■ EXERCICES À RÉALISER ■
(1) Selon l'article sur les daaras, à partir de quelle année Save The Children a-t-elle testé ses deux stratégies ?
(2) Poursuivez l'article sur les daaras à la suite de sa dernière phrase.

■ EXTRAIT DU TEXTE ■
+---+

Un autre rapport s’est intéressé à l’impact de la pandémie sur les enfants travailleurs et en situation de handicap. Quatre-vingt-quatre pour cent d’entre eux ont témoigné de leurs craintes par rapport aux conséquences de la pandémie sur la santé, notamment en termes d’accès aux services de soins. Interrogés sur ce qu’ils ont le plus apprécié pendant cette période de pandémie de Covid-19, 95 % des enfants travailleurs et en situation de handicap ont fait le lien avec leur bien-être et le fait de passer plus de temps avec leurs parents.
MODERNISATION DES ‘’DAARAS’’
L’approche positive du concept ‘’Daara communautaire’’
Ils ont suscité beaucoup de polémiques, lors de leur lancement. Les ‘’daaras’’ offrent pourtant des expériences positives. Dans une note stratégique publiée hier, l’ONG Save The Children révèle les observations qu’elle a faites du concept de ‘’Daara communautaire’’ qu’elle a initié. La pandémie de coronavirus et les restrictions qui l’accompagnent ont amené à un retrait de beaucoup d’enfants talibés des rues. Et dans un contexte politique actuel favorable pour un plaidoyer, Save The Children appelle à l’identification et à l’activation de leviers pour une appropriation et une institutionnalisation du concept de ‘’Daara communautaire’’.
L’ONG a testé deux stratégies, à partir de 2008. Une première en milieu rural (région nord du Sénégal) avec ‘’le développement d’un modèle s’appuyant sur la recommunautarisation du ‘daara’ à travers les organisations communautaires d’appui au ‘daara’ garant et acteurs principaux de la mobilisation communautaire autour du ‘daara’. Et un seconde en milieu urbain (ville de Dakar) avec le développement d’un modèle s’appuyant sur l’implication des élus locaux pour construire un programme de gestion locale avec les ‘daaras’’’.

+---+

■ DONNÉES EXTRAITES ■
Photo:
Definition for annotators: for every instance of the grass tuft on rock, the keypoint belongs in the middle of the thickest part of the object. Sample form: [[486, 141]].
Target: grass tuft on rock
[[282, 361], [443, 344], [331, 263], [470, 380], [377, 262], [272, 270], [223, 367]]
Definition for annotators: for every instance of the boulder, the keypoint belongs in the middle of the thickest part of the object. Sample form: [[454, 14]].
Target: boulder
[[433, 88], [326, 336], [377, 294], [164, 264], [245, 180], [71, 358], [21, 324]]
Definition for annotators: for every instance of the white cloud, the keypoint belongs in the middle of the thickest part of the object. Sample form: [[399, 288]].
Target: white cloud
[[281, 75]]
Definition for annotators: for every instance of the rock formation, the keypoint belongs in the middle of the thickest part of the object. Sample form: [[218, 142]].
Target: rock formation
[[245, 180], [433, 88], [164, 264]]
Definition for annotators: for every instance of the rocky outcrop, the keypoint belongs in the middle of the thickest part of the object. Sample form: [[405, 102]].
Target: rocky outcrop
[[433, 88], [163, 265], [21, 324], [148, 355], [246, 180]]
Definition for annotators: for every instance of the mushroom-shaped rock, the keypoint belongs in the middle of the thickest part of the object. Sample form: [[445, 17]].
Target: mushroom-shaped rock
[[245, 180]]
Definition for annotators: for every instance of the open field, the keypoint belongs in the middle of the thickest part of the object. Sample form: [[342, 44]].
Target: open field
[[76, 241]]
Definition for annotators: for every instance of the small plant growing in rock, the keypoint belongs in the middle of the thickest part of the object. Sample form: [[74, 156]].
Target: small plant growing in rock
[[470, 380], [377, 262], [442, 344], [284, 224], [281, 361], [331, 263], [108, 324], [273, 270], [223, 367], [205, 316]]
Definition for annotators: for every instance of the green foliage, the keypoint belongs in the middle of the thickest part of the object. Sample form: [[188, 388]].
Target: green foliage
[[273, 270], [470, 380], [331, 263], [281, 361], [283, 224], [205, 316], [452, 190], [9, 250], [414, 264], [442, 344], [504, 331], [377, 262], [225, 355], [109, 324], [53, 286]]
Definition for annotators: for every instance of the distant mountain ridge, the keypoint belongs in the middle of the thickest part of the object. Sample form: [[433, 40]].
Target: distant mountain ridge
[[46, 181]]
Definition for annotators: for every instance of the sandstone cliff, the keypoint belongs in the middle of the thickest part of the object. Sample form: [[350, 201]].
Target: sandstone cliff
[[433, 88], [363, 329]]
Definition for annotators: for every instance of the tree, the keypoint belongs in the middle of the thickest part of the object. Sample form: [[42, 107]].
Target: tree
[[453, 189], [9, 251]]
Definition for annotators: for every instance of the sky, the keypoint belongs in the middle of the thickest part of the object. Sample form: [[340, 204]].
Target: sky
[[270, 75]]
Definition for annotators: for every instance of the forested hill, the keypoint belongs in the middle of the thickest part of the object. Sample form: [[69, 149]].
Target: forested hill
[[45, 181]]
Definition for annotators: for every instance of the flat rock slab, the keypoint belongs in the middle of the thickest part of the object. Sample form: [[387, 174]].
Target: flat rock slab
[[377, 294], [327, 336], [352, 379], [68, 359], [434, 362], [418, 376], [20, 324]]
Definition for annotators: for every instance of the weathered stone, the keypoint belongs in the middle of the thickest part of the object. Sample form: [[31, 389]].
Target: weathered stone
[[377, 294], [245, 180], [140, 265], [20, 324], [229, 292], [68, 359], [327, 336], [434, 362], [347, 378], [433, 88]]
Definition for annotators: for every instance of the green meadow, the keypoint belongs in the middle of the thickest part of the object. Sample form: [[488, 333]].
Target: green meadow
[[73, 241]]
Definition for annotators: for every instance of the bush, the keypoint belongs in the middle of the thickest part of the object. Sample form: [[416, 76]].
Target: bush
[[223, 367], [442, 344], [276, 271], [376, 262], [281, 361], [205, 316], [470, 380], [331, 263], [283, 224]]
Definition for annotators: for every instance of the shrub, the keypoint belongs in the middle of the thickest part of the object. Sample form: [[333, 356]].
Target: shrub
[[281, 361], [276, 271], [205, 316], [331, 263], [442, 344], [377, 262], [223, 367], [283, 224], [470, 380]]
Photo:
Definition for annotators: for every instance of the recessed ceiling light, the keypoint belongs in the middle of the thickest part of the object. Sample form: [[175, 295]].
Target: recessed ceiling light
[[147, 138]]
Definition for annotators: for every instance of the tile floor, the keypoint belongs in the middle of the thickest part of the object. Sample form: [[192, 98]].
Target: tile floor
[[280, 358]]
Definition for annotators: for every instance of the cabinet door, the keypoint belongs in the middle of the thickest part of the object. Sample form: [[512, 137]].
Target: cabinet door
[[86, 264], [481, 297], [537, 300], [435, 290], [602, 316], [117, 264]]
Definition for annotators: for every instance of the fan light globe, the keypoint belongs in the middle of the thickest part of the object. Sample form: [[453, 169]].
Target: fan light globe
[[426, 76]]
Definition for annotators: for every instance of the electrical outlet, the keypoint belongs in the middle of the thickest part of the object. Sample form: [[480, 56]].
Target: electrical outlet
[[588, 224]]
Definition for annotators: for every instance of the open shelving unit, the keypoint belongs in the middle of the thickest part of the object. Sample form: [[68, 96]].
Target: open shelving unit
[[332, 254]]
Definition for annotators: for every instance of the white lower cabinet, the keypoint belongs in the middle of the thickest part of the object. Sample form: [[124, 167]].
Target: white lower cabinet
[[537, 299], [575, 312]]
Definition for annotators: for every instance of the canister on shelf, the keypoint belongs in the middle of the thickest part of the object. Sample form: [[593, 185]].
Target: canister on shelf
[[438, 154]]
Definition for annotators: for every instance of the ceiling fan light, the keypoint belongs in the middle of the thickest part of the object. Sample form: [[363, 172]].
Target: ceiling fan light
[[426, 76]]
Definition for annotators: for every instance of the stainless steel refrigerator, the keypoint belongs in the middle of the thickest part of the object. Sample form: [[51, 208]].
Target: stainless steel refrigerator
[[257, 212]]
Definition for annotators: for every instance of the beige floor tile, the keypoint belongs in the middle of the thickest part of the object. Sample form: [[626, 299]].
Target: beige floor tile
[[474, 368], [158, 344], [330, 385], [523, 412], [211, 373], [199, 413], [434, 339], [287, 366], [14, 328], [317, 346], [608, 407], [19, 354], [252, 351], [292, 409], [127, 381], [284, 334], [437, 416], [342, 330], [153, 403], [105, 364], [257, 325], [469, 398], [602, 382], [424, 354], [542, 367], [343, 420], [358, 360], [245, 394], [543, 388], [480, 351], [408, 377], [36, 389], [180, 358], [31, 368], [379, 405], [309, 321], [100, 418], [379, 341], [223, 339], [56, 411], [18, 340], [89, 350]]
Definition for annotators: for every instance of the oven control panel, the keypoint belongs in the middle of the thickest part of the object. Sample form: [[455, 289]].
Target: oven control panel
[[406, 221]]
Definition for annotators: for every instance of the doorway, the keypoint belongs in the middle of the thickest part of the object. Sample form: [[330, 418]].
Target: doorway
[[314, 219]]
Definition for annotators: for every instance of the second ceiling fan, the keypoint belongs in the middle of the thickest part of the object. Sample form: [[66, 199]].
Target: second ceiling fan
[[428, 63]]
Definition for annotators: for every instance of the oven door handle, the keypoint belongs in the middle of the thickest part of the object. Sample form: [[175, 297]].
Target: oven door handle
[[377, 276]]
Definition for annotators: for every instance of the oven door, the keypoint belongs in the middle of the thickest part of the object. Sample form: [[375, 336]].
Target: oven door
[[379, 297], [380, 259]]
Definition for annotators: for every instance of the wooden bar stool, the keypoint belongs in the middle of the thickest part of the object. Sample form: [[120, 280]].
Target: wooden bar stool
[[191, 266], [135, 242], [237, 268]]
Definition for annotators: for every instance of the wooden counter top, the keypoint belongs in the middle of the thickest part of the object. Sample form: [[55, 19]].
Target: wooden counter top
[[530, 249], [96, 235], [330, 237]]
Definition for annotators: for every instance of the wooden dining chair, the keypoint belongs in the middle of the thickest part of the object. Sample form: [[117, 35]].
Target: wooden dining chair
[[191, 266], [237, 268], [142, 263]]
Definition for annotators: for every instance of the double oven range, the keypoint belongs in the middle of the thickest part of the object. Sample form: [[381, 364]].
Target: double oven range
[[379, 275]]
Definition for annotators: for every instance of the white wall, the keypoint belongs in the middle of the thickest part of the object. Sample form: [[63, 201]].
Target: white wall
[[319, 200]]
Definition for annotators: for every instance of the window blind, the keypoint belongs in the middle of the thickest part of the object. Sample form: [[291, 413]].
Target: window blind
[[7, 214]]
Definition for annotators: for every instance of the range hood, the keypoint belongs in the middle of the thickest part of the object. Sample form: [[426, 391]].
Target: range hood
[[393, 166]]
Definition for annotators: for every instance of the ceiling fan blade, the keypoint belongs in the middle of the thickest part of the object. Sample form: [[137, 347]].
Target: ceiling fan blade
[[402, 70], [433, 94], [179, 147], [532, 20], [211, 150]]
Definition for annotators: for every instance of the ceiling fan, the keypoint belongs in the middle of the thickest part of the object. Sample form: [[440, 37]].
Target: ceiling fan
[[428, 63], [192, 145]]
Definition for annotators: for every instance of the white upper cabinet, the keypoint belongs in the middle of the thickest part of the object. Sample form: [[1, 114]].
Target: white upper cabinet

+---+

■ CORRIGÉ ■
(1) À partir de 2008.

(2)
Les expériences ont montré que malgré la présupposée non-acceptation de la part des maîtres coraniques de l’introduction d’éléments comme le français et l’apprentissage aux métiers, le projet a suscité l’engouement et l’intérêt. Le programme-manager Save the Children témoigne : ‘’La découverte a été qu’en 45 jours, les enfants savaient tous compter jusqu’à 1 000 en français. C’était inattendu. On s’est rendu compte qu’à travers la mendicité, ils savaient faire le calcul et qu’en fin de compte, il leur manquait uniquement l’écrit.’’
La note stratégique intitulée ‘’Le concept ‘Daara communautaire’ : une solution à l’éducation, à la protection et au respect des droits des enfants talibés au Sénégal’’ précise que l’école formelle a été prise comme partenaire pour améliorer l’enseignement dans les ‘daaras’ et des volontaires de l’éducation ont été mis à contribution. Dans un cadre de travail partenarial large avec le Men et toutes les autres parties prenantes (y compris les représentations de maîtres coraniques), des inspecteurs ont été rassemblés pour élaborer un curriculum compressé en trois ans et un référentiel ‘Éducation de base aux enfants talibé’. A la fin de trois ans de formation, poursuit-elle, ce référentiel permet aux enfants de sortir avec le niveau CM2, CM1 ou CE2 et de faire la passerelle vers l’école formelle. Révisé depuis, ce référentiel est aujourd’hui à sa version n°3.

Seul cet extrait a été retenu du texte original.